## AIM
Find the line containing "Annotate the leafless", then output it and every line after it through the end of the listing below, exactly as written.

## Records from a data source
════════════════════

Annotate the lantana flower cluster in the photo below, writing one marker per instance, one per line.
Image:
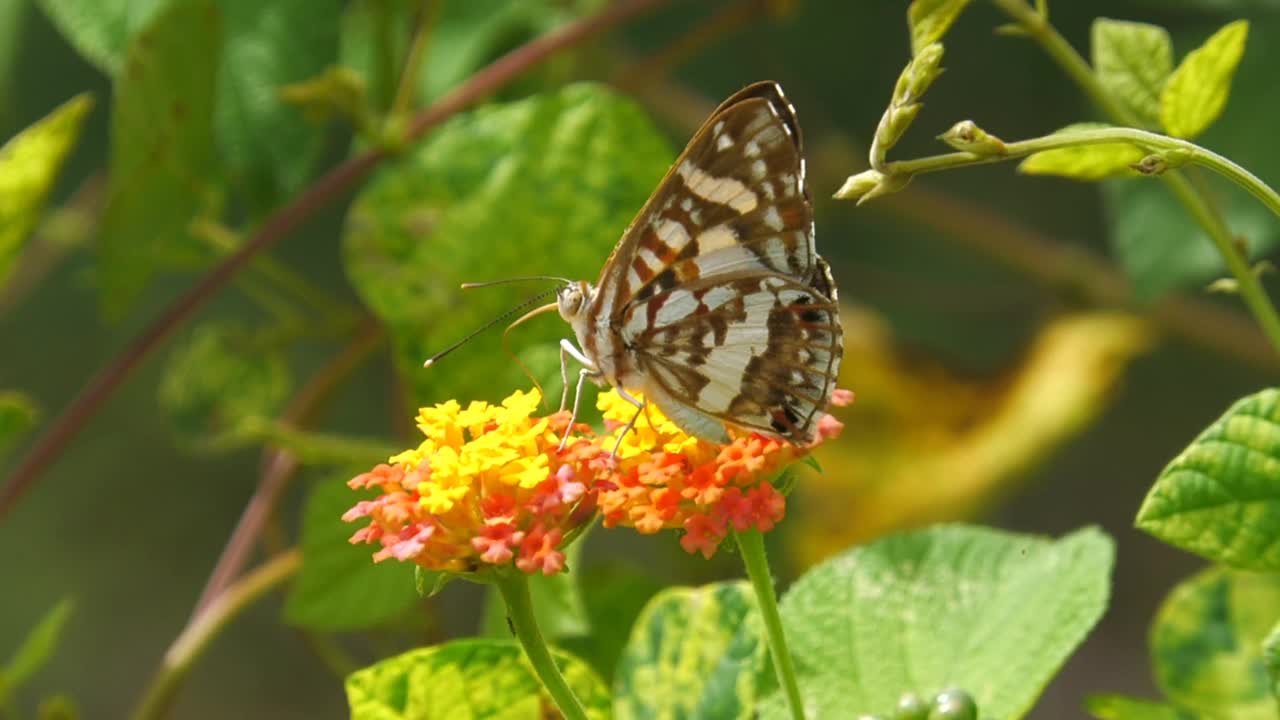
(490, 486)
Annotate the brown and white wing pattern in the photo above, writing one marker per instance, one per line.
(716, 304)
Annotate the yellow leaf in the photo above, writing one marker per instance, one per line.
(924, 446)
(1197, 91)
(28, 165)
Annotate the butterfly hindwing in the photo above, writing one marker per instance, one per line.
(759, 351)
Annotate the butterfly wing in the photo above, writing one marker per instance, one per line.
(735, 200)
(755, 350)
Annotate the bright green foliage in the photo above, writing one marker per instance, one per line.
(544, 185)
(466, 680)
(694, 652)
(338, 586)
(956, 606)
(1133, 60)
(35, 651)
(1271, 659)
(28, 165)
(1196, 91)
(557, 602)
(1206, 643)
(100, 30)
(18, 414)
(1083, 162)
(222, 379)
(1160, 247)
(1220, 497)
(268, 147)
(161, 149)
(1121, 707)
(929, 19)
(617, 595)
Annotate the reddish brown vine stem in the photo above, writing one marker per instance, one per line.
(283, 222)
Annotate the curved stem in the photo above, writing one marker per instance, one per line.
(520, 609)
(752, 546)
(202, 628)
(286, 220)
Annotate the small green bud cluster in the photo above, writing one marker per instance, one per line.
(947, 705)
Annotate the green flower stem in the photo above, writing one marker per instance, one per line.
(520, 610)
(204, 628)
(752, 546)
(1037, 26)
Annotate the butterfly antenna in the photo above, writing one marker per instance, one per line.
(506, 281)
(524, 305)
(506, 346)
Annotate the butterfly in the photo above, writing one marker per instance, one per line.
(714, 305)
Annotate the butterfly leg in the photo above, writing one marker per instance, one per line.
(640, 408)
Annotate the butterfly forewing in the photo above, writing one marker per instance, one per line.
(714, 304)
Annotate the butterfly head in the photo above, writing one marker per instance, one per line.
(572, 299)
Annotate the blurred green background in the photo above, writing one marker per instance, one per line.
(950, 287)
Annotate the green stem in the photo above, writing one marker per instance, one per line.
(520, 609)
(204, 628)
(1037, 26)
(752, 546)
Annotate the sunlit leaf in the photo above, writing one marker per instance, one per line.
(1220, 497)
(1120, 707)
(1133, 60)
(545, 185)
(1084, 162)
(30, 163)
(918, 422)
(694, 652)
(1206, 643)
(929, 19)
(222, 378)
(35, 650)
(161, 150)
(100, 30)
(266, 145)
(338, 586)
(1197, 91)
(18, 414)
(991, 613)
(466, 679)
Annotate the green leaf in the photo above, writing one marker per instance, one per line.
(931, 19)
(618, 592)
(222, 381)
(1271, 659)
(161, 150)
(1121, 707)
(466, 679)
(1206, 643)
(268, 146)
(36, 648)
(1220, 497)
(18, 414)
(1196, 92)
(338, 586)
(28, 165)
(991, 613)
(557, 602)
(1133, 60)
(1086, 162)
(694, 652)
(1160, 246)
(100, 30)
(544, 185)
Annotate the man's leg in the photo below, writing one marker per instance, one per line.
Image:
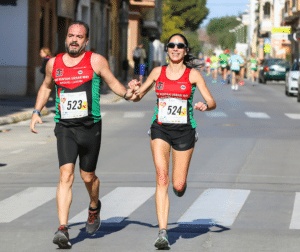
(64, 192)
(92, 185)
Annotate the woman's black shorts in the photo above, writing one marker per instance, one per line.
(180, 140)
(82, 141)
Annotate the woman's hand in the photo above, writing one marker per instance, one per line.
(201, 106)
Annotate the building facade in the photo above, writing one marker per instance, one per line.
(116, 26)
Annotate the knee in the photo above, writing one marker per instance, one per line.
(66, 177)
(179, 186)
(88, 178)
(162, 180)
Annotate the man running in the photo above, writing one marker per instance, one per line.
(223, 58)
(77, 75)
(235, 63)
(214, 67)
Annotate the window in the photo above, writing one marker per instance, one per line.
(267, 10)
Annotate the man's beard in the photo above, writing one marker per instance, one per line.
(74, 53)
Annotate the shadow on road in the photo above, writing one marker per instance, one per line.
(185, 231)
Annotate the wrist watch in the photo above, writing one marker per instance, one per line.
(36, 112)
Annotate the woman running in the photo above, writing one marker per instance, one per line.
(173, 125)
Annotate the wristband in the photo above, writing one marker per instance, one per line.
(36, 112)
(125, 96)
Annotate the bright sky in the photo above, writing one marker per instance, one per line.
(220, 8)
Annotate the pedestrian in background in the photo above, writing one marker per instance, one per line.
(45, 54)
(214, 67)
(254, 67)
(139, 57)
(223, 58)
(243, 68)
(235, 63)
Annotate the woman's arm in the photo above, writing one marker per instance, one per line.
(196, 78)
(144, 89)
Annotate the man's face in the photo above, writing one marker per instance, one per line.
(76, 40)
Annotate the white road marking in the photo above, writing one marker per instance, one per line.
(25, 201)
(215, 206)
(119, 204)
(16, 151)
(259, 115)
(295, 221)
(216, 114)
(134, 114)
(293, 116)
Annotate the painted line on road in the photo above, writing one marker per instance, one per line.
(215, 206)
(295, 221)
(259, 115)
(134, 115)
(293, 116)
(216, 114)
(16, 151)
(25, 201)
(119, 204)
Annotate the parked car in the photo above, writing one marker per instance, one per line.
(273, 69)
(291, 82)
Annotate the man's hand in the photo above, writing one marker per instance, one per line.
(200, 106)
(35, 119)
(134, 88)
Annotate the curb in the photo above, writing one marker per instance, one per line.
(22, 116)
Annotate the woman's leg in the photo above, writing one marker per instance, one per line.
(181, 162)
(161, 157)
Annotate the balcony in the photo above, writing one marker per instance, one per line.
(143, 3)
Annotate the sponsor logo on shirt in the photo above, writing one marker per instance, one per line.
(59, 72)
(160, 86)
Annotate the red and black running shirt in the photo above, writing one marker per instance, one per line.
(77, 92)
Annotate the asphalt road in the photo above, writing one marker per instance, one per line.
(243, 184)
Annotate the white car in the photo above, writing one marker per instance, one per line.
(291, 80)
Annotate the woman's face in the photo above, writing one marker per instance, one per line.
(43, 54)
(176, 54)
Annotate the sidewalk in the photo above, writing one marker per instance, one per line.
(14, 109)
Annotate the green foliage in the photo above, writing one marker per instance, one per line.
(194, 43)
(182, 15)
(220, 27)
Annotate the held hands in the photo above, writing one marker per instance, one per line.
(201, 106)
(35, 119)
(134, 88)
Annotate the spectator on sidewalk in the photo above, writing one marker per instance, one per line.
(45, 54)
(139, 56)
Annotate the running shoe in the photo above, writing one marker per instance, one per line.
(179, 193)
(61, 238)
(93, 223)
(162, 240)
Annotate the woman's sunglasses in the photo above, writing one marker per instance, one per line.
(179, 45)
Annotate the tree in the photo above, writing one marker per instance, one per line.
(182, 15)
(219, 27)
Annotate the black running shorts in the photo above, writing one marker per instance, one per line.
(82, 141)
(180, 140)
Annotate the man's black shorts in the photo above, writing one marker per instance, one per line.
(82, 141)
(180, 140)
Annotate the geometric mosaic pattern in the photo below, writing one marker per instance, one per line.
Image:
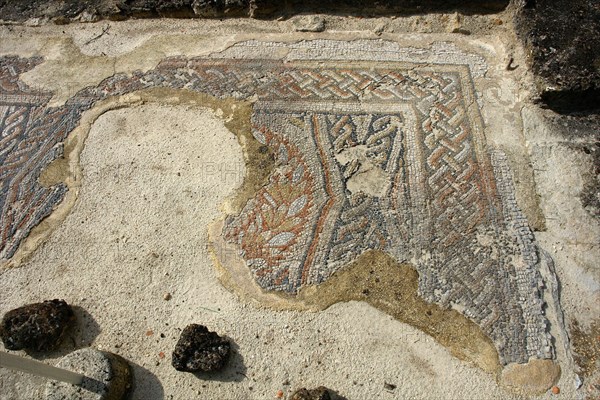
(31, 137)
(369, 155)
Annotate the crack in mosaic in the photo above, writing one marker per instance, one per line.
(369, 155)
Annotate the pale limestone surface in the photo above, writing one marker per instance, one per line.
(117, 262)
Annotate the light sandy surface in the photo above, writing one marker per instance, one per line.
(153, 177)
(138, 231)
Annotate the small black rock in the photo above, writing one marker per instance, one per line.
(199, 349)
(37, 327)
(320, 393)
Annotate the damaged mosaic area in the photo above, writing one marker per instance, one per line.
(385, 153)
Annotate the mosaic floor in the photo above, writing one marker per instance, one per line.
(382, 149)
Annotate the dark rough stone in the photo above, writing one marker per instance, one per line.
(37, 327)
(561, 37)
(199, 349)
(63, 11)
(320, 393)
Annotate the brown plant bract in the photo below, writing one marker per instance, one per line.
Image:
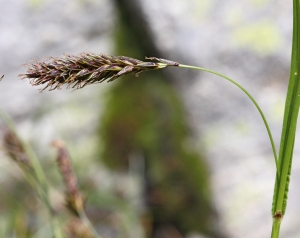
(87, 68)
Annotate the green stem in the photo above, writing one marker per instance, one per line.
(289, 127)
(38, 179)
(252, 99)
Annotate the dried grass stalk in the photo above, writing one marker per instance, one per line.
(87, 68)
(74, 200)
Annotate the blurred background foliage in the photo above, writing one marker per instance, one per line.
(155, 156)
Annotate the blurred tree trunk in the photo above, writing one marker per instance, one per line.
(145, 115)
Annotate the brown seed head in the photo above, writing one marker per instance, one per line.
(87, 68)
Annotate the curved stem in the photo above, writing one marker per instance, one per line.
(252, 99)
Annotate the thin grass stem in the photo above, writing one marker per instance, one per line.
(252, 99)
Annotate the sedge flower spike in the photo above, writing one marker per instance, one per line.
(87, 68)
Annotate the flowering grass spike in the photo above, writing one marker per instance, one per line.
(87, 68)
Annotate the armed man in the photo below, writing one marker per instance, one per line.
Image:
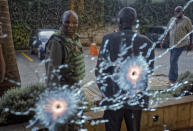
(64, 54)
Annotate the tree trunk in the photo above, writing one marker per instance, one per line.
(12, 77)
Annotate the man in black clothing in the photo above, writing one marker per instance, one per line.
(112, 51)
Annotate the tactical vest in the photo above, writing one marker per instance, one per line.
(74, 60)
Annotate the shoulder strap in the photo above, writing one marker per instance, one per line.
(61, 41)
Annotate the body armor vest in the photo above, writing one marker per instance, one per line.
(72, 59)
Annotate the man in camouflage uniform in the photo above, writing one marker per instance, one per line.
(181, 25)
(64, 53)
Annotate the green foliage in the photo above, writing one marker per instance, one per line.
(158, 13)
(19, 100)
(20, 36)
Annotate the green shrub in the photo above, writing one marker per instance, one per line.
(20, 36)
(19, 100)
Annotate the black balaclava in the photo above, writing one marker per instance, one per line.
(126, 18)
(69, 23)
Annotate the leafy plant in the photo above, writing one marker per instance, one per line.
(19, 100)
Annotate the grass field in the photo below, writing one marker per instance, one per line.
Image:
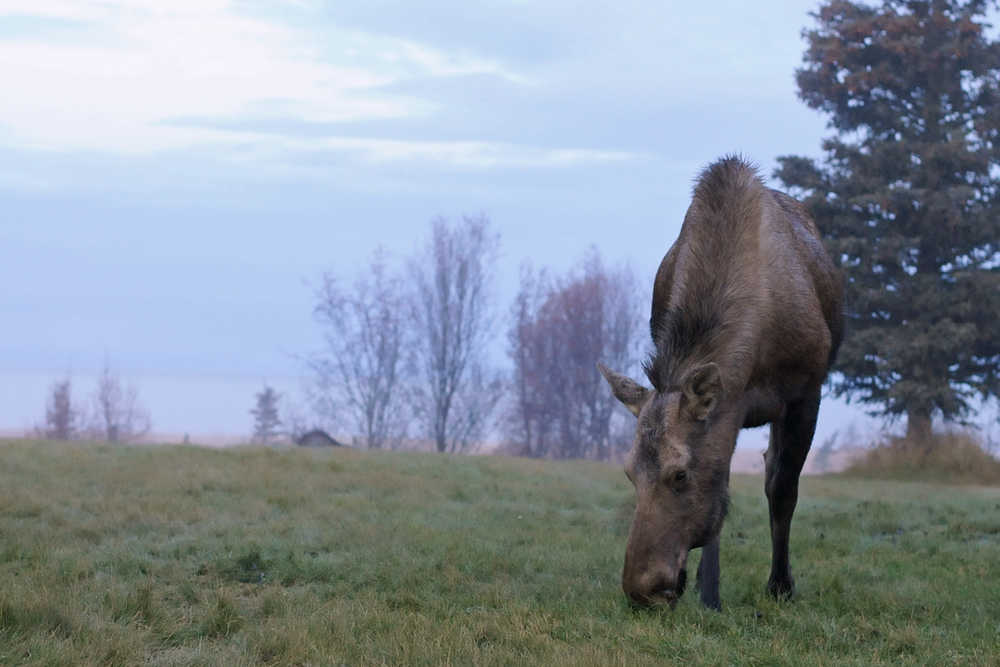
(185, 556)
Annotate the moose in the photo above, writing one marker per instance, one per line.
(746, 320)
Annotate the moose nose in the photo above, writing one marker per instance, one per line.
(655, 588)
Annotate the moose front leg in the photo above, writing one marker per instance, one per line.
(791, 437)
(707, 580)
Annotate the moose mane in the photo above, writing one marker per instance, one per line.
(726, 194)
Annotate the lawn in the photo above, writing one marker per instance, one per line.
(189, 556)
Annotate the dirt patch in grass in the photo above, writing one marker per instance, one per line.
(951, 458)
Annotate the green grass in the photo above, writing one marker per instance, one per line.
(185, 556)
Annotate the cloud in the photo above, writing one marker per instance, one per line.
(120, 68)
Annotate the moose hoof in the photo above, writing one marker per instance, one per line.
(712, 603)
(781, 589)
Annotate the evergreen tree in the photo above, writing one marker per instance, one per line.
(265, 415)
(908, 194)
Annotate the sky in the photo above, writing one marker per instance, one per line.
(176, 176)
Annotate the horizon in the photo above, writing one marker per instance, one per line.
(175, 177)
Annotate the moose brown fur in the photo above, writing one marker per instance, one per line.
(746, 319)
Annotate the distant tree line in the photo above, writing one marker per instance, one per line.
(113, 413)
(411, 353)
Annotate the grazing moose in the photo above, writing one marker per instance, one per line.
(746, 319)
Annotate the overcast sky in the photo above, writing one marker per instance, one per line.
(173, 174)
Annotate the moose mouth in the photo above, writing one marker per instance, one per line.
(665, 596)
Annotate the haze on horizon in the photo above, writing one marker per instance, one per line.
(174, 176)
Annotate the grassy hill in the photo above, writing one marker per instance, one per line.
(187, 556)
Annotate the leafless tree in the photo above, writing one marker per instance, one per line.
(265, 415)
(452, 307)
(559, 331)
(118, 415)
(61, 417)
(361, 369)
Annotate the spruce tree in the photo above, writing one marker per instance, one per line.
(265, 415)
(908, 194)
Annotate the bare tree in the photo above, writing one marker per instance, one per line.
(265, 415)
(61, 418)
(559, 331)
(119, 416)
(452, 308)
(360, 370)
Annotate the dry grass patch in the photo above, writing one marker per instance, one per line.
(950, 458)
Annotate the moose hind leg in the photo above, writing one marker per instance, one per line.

════════════════════

## PROBLEM SOLUTION
Annotate the leafless tree in the photo above, writing one marker per instance, one per line.
(265, 415)
(452, 307)
(559, 331)
(118, 415)
(61, 417)
(361, 369)
Annotate the spruce tree in the photo above, writing one marker per instance, one per line.
(265, 415)
(908, 194)
Annotate the bare tree in the photo above, writing one marker per instance, one per line.
(265, 415)
(61, 418)
(559, 331)
(119, 416)
(452, 308)
(360, 370)
Annotate the dry grass patch in the photo above, writing one marker per instance, one per line.
(950, 458)
Annotate the moose hind leg in the photo above, writing one marker per instance, one per line.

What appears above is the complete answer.